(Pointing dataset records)
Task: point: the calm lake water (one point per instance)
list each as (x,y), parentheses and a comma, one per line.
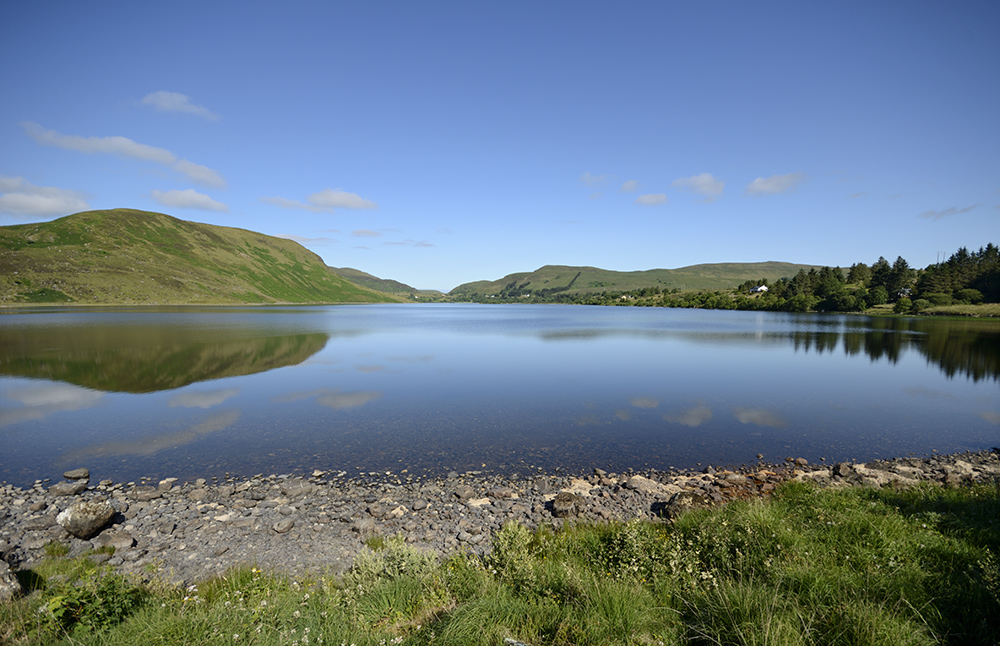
(201,392)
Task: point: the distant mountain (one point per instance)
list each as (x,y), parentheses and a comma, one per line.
(581,280)
(124,256)
(386,285)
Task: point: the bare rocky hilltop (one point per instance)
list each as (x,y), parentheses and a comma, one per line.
(187,532)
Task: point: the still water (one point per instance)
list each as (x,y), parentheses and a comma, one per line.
(201,392)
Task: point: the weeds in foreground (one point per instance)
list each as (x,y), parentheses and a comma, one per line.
(810,566)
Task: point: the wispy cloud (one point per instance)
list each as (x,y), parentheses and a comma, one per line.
(42,400)
(759,417)
(594,180)
(943,213)
(692,417)
(188,199)
(651,199)
(125,147)
(303,239)
(409,243)
(703,184)
(326,200)
(775,184)
(177,102)
(22,198)
(202,399)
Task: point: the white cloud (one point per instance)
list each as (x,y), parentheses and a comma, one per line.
(200,174)
(704,184)
(593,180)
(20,197)
(326,200)
(937,215)
(775,184)
(329,199)
(651,199)
(176,102)
(409,243)
(124,147)
(112,145)
(188,199)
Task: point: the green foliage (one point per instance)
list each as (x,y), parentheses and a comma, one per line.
(869,567)
(138,257)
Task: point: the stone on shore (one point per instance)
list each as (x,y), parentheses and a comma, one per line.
(84,519)
(82,473)
(10,587)
(68,488)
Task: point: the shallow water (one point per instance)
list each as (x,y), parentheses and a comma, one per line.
(200,392)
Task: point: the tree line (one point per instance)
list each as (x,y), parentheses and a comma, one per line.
(966,277)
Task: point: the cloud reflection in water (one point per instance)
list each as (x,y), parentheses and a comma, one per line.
(42,400)
(155,443)
(759,417)
(202,399)
(331,398)
(693,417)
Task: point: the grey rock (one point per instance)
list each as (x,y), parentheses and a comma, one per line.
(116,538)
(363,527)
(68,488)
(297,487)
(685,500)
(166,484)
(40,522)
(145,494)
(567,505)
(843,469)
(283,525)
(84,519)
(10,587)
(198,495)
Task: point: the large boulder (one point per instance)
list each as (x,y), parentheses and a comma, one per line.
(10,587)
(84,519)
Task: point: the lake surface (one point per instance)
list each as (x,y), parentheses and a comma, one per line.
(201,392)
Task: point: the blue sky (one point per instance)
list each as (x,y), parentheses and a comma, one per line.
(442,142)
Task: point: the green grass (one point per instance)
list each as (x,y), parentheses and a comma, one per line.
(579,280)
(125,256)
(809,567)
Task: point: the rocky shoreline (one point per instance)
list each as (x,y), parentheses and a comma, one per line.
(186,532)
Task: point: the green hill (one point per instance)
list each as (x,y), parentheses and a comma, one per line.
(386,285)
(581,280)
(124,256)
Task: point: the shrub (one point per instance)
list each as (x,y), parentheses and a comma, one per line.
(970,296)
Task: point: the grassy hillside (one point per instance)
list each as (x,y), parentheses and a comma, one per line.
(124,256)
(579,280)
(386,285)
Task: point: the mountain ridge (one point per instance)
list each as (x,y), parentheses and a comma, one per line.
(128,256)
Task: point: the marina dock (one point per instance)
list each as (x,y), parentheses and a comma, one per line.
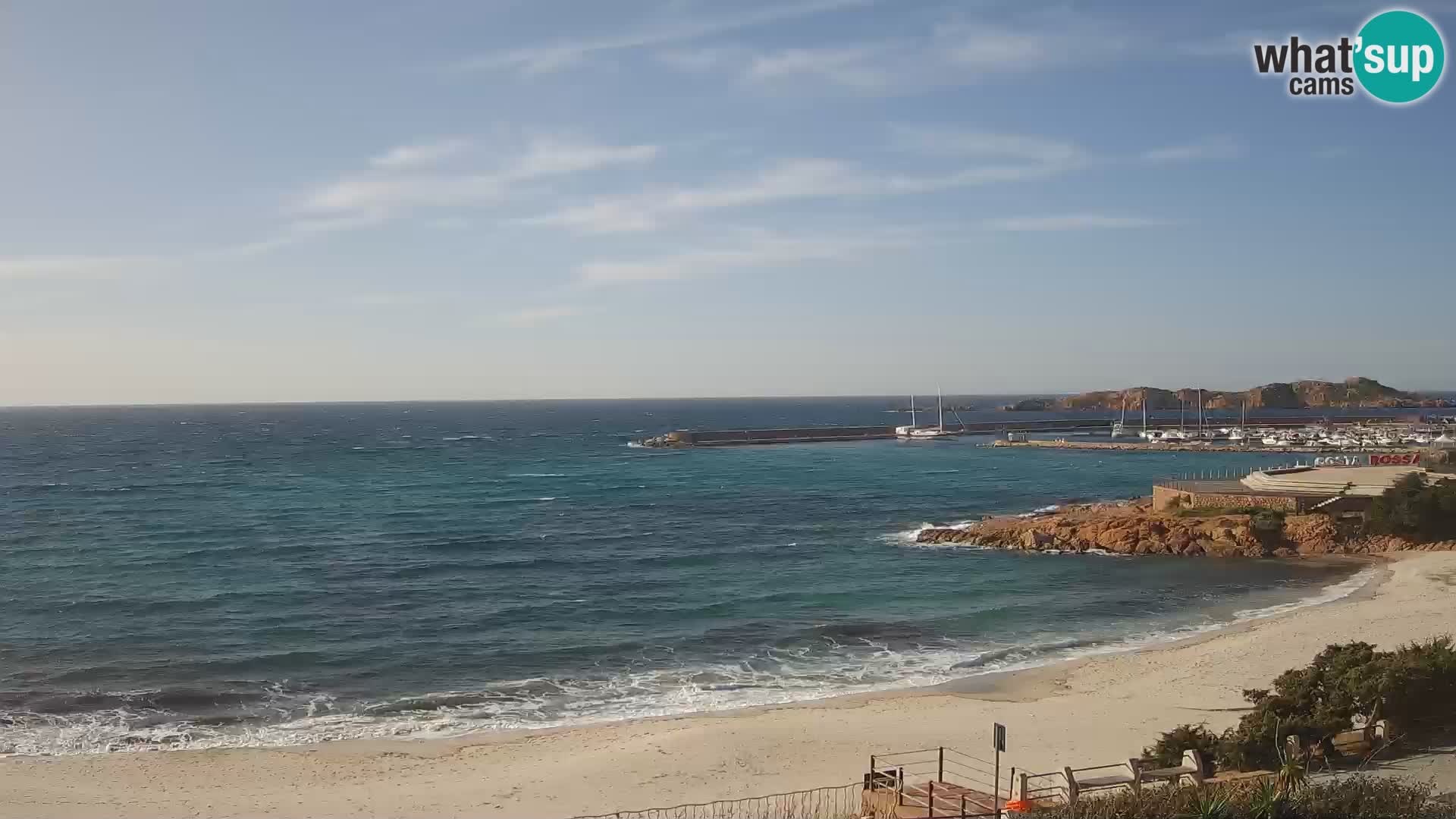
(1001,428)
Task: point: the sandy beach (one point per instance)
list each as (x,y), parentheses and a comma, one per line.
(1091,711)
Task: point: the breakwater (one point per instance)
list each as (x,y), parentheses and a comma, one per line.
(835,433)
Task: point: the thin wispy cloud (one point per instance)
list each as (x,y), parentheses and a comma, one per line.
(965,143)
(851,66)
(532,316)
(421,153)
(384,191)
(72,267)
(1072,222)
(956,52)
(557,55)
(104,267)
(1207,148)
(761,249)
(1008,159)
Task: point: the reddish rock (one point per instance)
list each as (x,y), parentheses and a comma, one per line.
(1133,528)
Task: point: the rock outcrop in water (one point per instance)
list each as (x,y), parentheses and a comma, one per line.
(1136,529)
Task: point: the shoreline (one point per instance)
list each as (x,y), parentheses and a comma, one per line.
(1084,711)
(962,676)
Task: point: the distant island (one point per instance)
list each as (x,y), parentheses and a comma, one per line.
(1280,395)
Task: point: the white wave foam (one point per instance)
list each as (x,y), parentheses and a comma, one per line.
(770,676)
(910,537)
(1327,595)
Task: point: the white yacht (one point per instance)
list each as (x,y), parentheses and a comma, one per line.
(918,433)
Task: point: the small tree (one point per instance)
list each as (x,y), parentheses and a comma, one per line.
(1416,509)
(1269,528)
(1169,748)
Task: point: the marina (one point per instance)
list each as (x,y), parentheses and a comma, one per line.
(1258,433)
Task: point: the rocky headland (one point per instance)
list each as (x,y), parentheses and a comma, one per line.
(1131,528)
(1280,395)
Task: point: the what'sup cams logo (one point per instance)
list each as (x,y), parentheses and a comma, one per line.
(1397,57)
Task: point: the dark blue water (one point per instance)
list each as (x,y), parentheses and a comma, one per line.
(268,575)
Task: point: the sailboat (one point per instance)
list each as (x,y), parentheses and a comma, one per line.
(938,431)
(1238,431)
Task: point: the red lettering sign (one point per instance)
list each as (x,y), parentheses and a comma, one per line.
(1400,460)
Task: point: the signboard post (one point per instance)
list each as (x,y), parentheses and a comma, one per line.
(999,739)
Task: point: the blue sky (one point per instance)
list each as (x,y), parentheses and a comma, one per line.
(287,202)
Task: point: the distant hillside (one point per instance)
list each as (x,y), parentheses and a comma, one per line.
(1280,395)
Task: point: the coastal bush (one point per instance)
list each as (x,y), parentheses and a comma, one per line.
(1348,798)
(1416,509)
(1169,748)
(1267,526)
(1413,689)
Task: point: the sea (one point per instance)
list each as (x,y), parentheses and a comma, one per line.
(278,575)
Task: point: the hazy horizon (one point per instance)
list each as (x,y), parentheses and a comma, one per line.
(274,203)
(607,398)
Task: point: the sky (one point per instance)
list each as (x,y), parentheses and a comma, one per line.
(545,199)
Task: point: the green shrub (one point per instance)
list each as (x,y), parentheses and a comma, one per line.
(1414,689)
(1168,751)
(1348,798)
(1414,509)
(1267,526)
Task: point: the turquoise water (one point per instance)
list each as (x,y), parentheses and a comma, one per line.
(185,576)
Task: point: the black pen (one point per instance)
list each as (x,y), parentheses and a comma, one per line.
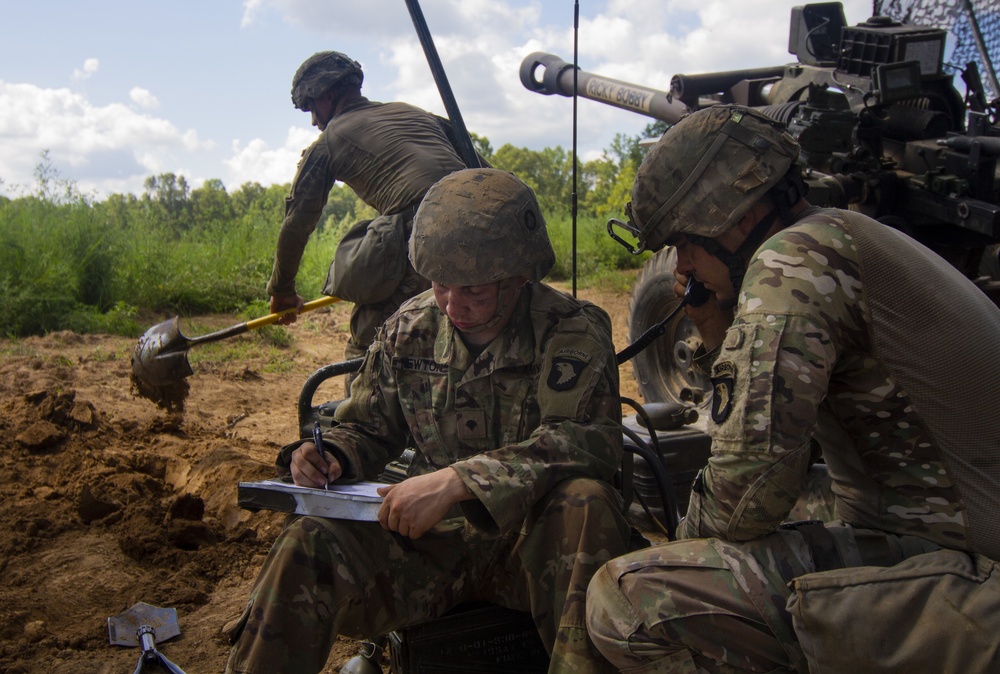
(318,441)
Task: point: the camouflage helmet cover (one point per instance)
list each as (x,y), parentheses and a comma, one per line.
(321,71)
(706,172)
(478,226)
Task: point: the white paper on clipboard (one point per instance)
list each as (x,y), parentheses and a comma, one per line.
(357,501)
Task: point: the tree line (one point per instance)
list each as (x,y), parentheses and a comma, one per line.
(69,261)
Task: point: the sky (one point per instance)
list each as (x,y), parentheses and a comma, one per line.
(114,91)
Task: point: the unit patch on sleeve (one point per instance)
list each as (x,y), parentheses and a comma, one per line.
(723,384)
(567,365)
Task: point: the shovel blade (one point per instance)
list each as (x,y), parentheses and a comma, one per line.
(160,365)
(160,357)
(123,629)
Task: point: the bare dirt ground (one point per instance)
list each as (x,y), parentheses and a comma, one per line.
(107,500)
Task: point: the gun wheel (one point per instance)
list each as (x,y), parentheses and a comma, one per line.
(665,370)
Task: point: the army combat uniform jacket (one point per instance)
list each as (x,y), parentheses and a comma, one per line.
(852,338)
(532,426)
(389,154)
(538,406)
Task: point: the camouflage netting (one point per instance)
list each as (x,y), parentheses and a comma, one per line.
(954,16)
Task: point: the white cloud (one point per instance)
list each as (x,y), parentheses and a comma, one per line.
(256,162)
(85,138)
(143,98)
(251,8)
(90,67)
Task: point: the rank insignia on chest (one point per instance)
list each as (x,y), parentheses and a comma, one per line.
(565,372)
(723,383)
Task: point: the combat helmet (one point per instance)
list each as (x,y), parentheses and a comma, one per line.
(321,71)
(705,173)
(478,226)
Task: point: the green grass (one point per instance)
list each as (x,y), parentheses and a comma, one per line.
(91,268)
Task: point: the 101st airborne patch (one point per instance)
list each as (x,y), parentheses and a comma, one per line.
(567,365)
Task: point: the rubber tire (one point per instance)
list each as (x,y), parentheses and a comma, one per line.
(663,370)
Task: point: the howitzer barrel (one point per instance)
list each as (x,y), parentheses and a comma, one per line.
(689,88)
(557,78)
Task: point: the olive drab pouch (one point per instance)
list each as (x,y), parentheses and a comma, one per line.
(370,260)
(934,612)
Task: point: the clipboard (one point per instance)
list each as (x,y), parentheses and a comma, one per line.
(357,501)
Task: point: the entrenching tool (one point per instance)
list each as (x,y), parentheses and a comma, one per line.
(159,361)
(144,625)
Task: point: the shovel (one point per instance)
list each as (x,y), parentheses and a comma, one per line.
(159,362)
(145,625)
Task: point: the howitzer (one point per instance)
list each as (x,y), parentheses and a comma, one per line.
(882,129)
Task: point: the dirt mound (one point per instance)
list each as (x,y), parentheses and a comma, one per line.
(108,500)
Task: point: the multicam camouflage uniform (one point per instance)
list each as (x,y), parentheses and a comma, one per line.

WRITTEN INSTRUCTION
Return everything from the line containing "Task: point: the 101st" down to the end of the entries, copied word for word and line for line.

SOLUTION FOR THIS TASK
Task: point: the 101st airborne patch (one point per instance)
list each as (x,y), parentheses and a comma, one per line.
(567,365)
Task: point: the rubber tire (one point per instance)
list each as (x,y), parentheses and a comma, one per line.
(663,370)
Task: point: the howitzer barrel (one point per instance)
list each as (x,y), parentheses and a comma, one per line.
(689,88)
(557,78)
Task: point: the olive drab pouch (one point per instance)
list each as (x,y), parentheses and a comma, one per line.
(370,260)
(934,612)
Task: point: the clipboard (one point per instance)
list each as (x,y), parentheses and a comma, one per line.
(357,501)
Task: point: the entrenching tool (one point per instance)
list each as (x,y), parentheses and a comma, one per line.
(159,361)
(144,625)
Task: point: the shovel (one point per instance)
list each as (x,y), parentheses and a comma, one per line.
(159,362)
(145,625)
Task: point: the howitzer (one point per instance)
list each as (x,y), parentheses and a comma, one per line.
(882,129)
Task: point: the dirt mound (one point per instance)
list each as (x,y), parentheses and a comma, one per line.
(108,500)
Task: point: the multicam camouflage uniform (one point per instance)
list each as (x,y), parentheses and a comma, one per line.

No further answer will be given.